#### [Your goal]
Rewrite every entry with "person standing" changed to "standing person" and everything else kept the same. Leave the pictures out of your answer.

(Data items)

::::::

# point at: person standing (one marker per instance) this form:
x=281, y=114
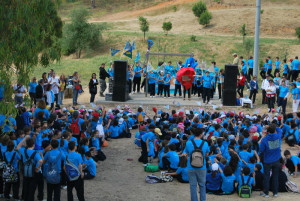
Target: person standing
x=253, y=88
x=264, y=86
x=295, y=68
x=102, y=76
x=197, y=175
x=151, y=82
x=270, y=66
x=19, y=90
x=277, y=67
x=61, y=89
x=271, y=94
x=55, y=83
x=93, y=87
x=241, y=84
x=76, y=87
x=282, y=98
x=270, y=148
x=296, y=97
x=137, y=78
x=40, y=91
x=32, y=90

::::::

#### [Output of the exercise]
# point at: standing person (one marker per instance) this form:
x=281, y=114
Target: standing person
x=253, y=88
x=264, y=86
x=295, y=68
x=102, y=76
x=197, y=175
x=151, y=82
x=270, y=66
x=19, y=90
x=277, y=67
x=61, y=89
x=271, y=94
x=55, y=83
x=93, y=87
x=241, y=84
x=76, y=87
x=282, y=98
x=270, y=148
x=296, y=97
x=137, y=78
x=40, y=91
x=32, y=90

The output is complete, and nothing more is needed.